What is needed →
Put every line of the records below into a JSON list of strings, one string per line, leaving out any blank lines.

>> start Items

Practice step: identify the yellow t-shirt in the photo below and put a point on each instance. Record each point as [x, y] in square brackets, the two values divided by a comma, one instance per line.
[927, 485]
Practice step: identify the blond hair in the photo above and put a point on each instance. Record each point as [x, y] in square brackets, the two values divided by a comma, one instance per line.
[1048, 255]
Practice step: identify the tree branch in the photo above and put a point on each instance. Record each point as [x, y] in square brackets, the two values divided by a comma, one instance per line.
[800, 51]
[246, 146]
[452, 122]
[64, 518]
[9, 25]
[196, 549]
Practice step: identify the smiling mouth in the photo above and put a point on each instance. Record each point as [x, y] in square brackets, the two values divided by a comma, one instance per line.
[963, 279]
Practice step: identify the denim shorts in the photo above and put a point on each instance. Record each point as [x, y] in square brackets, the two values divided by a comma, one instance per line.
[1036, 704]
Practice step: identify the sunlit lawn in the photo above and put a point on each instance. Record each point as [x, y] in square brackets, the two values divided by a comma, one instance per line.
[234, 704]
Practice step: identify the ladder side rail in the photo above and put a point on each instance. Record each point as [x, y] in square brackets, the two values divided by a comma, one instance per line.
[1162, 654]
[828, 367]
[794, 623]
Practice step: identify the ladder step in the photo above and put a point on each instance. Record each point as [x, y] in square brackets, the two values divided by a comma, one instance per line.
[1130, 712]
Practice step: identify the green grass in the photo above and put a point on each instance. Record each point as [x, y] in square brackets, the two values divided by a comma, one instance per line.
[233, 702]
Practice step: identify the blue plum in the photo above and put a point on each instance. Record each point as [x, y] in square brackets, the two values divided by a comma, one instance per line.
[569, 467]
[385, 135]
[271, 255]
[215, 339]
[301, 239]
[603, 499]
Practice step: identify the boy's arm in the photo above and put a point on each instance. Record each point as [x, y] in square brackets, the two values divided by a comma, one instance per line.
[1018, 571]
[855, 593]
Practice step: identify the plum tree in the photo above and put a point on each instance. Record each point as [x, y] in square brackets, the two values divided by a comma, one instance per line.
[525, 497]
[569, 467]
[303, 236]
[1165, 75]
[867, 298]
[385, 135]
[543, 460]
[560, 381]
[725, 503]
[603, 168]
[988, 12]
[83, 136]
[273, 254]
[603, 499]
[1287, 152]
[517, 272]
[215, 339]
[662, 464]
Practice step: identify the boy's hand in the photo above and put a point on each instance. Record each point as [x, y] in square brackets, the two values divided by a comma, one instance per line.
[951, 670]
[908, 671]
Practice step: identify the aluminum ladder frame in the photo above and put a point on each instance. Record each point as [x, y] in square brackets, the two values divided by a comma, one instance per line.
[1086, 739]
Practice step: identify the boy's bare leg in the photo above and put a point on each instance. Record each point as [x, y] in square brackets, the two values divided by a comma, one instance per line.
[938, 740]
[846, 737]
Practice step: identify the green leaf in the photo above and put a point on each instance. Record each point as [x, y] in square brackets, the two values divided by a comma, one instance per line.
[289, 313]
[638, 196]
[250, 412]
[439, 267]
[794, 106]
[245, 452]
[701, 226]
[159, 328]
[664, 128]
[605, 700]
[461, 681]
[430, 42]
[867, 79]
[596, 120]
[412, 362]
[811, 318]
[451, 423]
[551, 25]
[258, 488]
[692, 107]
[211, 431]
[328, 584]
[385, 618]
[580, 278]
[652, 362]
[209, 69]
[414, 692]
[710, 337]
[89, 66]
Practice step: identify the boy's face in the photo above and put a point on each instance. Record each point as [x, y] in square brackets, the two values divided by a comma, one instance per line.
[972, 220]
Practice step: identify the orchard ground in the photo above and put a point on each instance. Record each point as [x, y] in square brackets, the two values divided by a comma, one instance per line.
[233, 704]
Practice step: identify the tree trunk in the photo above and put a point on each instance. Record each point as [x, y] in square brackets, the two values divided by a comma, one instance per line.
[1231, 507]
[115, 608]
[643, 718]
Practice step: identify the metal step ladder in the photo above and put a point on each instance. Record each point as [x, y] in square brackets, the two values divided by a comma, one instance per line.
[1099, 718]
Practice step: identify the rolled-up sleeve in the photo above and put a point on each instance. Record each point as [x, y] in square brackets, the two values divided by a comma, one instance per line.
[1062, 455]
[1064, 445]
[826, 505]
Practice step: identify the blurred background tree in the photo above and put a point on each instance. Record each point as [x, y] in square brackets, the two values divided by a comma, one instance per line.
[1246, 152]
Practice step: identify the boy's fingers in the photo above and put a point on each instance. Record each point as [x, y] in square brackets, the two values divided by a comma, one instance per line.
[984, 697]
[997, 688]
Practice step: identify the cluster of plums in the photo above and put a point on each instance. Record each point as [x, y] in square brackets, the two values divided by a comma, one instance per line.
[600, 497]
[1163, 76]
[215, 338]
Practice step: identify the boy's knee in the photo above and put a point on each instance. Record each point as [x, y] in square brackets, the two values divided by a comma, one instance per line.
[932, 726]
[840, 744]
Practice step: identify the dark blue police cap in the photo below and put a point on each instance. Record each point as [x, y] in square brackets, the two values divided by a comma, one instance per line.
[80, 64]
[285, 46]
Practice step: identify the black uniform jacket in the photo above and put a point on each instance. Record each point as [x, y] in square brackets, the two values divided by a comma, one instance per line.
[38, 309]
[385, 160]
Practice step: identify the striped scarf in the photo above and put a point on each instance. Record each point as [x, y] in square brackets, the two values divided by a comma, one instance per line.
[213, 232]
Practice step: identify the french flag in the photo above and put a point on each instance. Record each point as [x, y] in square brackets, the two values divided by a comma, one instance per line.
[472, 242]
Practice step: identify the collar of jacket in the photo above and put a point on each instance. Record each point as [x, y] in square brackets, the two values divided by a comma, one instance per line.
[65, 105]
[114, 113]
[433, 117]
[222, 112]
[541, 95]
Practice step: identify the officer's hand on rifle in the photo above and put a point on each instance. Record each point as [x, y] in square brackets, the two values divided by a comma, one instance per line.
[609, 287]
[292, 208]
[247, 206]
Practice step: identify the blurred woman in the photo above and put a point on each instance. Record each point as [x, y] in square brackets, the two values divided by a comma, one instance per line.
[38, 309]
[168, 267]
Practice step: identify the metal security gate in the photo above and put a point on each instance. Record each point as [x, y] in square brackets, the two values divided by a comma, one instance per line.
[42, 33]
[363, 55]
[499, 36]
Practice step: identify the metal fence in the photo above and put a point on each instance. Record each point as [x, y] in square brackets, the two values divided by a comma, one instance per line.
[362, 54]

>> end Items

Task solution →
[
  "Practice step: identify the yellow t-shirt in the photo below and put a point on each instance. Record each point as [x, y] in square brackets, the two values divided by a comma, one instance per line.",
  "[927, 485]",
  "Practice step: identify the blond hair in the photo above and put a point on each instance. Record each point as [x, y] in square brackets, the two values divided by a comma, one instance per line.",
  "[1048, 255]",
  "Practice step: identify the tree branch in the photo above and put a point on each instance. Record each point as [x, y] in square brackets, the two values divided by a comma, one instance per line.",
  "[800, 51]",
  "[246, 146]",
  "[452, 122]",
  "[64, 518]",
  "[9, 25]",
  "[196, 549]",
  "Practice step: identify the smiling mouth in the photo above and put a point on each instance. Record each point as [x, y] in square brackets, the two values divided by a comma, one instance per line.",
  "[963, 279]",
  "Practice step: identify the denim shorts in the photo above and put a point on each instance. Record each point as [x, y] in square brackets, the two values divided by a comma, one instance per line.",
  "[1036, 704]",
  "Practice step: identify the sunlit lawn in the photo above and put a point on each instance. Record each point as [x, y] in square brackets, the two values divided by a comma, one instance per line.",
  "[234, 704]",
  "Practice step: identify the ladder side rail in the photo above and put a point on each instance. Record each point as [x, y] in square brackets, the two values divided by a comma, one instance per line.",
  "[1162, 654]",
  "[828, 367]",
  "[794, 623]",
  "Practice step: identify the ladder step in the photo above and put a point on each instance. Record each point as [x, y] in square brackets, the two values divided by a comma, one instance per line.",
  "[1130, 712]",
  "Practice step: identify the green grass in the photo above and put a point on each instance. Record each point as [x, y] in square brackets, the two values divided by a comma, one instance per line.",
  "[233, 702]",
  "Practice step: identify the blue plum in the photo above and put a point on each instance. Record each point as [x, y] in square brackets, the two values divided by a comma, one instance per line.",
  "[569, 467]",
  "[385, 135]",
  "[271, 255]",
  "[215, 339]",
  "[301, 239]",
  "[603, 499]",
  "Practice step: identify the boy's arm in the photo above and put a point on each instance. Record each point as [x, y] in square brackets, the two values divided by a comma, one instance per line.",
  "[1018, 571]",
  "[855, 593]",
  "Practice step: identify the plum tree in the photo above and put a point on each instance. Record each point as [x, y] in square brackets, the two values divided by a comma, one instance per line.",
  "[525, 497]",
  "[569, 467]",
  "[303, 236]",
  "[1165, 75]",
  "[867, 298]",
  "[385, 135]",
  "[543, 460]",
  "[560, 381]",
  "[725, 503]",
  "[603, 168]",
  "[988, 12]",
  "[83, 136]",
  "[273, 254]",
  "[603, 499]",
  "[1287, 152]",
  "[517, 272]",
  "[215, 339]",
  "[662, 464]",
  "Practice step: identify the boy's hand in the photo above and put a point on each instance. Record each point as [x, y] in square brackets, the two values divided by a comma, one instance per line.",
  "[951, 670]",
  "[908, 671]",
  "Practice step: identify the aluminum ladder frame in the photo above and put a point on each instance. Record each point as [x, y] in square brackets, the two values divided by a comma, one instance per line.",
  "[1086, 739]",
  "Practice step: identify the boy's bare leg in the photo above and put a point on each instance. Record each point as [x, y] in square brackets, the two values divided by a comma, one instance per line.",
  "[938, 740]",
  "[846, 737]",
  "Practice step: identify the green leaf in the photo above and put a point on each instance. Record each point as [x, y] in square brackets, the two values divided by a comma, one instance per line.",
  "[289, 313]",
  "[638, 196]",
  "[250, 412]",
  "[439, 267]",
  "[794, 106]",
  "[245, 452]",
  "[701, 226]",
  "[159, 328]",
  "[664, 128]",
  "[605, 700]",
  "[461, 681]",
  "[430, 42]",
  "[867, 79]",
  "[596, 120]",
  "[412, 362]",
  "[811, 318]",
  "[451, 423]",
  "[551, 25]",
  "[258, 488]",
  "[692, 107]",
  "[211, 431]",
  "[328, 584]",
  "[385, 618]",
  "[580, 278]",
  "[652, 362]",
  "[209, 69]",
  "[414, 692]",
  "[710, 337]",
  "[89, 66]",
  "Practice step: identify the boy's face in the photo above and put a point on each instance. Record each point as [x, y] in square brackets, the two values divided by a comma, one instance per line.",
  "[972, 220]",
  "Practice step: identify the orchard ground in the photo above and put a point on each instance. Record each point as [x, y] in square brackets, the two values divided by a comma, one instance per line.",
  "[233, 704]",
  "Practice step: identify the tree trunk in the photo above and put a point on each instance. Record each point as [x, y] in square brackets, the two values divided by a comma, one instance per line.",
  "[1231, 507]",
  "[115, 608]",
  "[643, 718]",
  "Practice step: identify the metal step ladder in the photo above and put a point on each instance. Record each point as [x, y] in square brackets, the two values divided by a comma, one instance per line.",
  "[1099, 718]",
  "Practice step: identify the rolled-up sleeve in the photo above and put a point on each instance. Record each point as [x, y] in square brackets, the two values divided by a comma, one instance per line.",
  "[1062, 455]",
  "[1064, 445]",
  "[826, 505]",
  "Practice step: identify the blurred background tree in the photo above and put a point on each instance. Record each point as [x, y] in square brackets, the two values divided by a comma, one instance per line.",
  "[1246, 152]",
  "Practice step: identify the boy's fingers in the photo above and put a point on each instance. Record each point as [x, y] in square brackets, the two values divided by a comma, one instance per line.",
  "[984, 697]",
  "[997, 688]",
  "Practice step: identify the cluster of plums in the photo above and put a point on each instance. Record each point as [x, y] in square brackets, the two values divided by a comma, one instance per line.",
  "[600, 497]",
  "[1163, 76]",
  "[215, 338]",
  "Practice step: identify the boy's knee in the photo above and put a point on each instance. Record each point as [x, y] in square brackets, the two values divided by a comma, one instance per line.",
  "[932, 726]",
  "[840, 744]",
  "Practice step: identify the dark blue police cap in the photo below and put a point on each instance. Record each point as [x, y] in square brackets, the two values divided by a comma, one instance per line.",
  "[80, 64]",
  "[285, 46]",
  "Practice step: identify the black uniform jacket in the photo above and put a point on each instance. Record each point as [x, y] in square brackets, the two values divided by a comma, one instance per line.",
  "[38, 309]",
  "[385, 160]",
  "Practice step: identify the striped scarf in the photo above and put a point on each instance. Record each point as [x, y] in square brackets, the two values divided by a comma, one instance per line.",
  "[213, 232]",
  "Practice step: identify the french flag in the photo above and put a point on each instance. Record each point as [x, y] in square brackets, the two values divided by a comma, one instance per line.",
  "[472, 242]",
  "Practice step: identify the collar of jacket in the photo above and put a point on each instance. Record each point as [x, y] in square brackets, the two values divided by a comma, one instance per line.",
  "[65, 105]",
  "[114, 113]",
  "[433, 117]",
  "[222, 112]",
  "[541, 95]",
  "Practice step: identify the officer's hand on rifle in the photo above and put a point on each instance. Record each point as [x, y] in square brackets, the two values divided by a comma, one instance per line.",
  "[609, 287]",
  "[292, 208]",
  "[247, 206]",
  "Practice step: identify the blurred woman in the photo above and put a point on each instance. Record each point as [x, y] in square brackets, the two values divided by a comma, one instance per line.",
  "[38, 309]",
  "[168, 267]",
  "Practice step: identify the metal security gate in the photo above and put a point on each instance. Record each point as [x, y] in square brackets, the two values divided by a comma, one instance per line.",
  "[42, 33]",
  "[363, 55]",
  "[499, 36]",
  "Practice step: identify the metal fence in the photo above and put a point on each instance. Record each point as [x, y] in square brackets, the two values divided by a comma, one instance per line.",
  "[362, 54]"
]